» **Required action**
Your task is to find every line in the records that holds the string "mode" and copy it.

== Segment start ==

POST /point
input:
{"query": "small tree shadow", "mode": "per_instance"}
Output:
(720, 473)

== Segment end ==
== Segment start ==

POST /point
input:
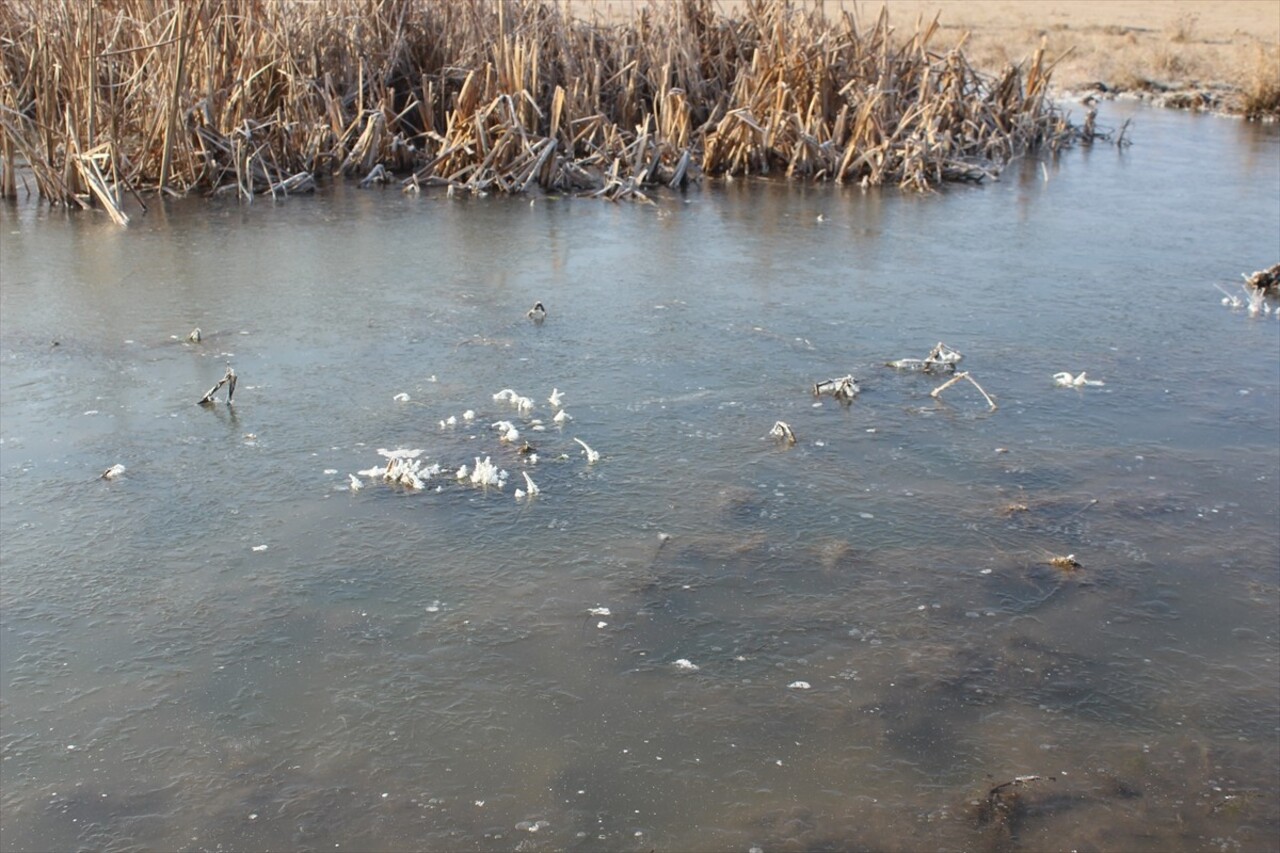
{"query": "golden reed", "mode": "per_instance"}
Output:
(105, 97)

== Segment end ==

» **Task solution**
{"query": "small tree shadow", "mode": "per_instance"}
{"query": "golden reed", "mode": "per_instance"}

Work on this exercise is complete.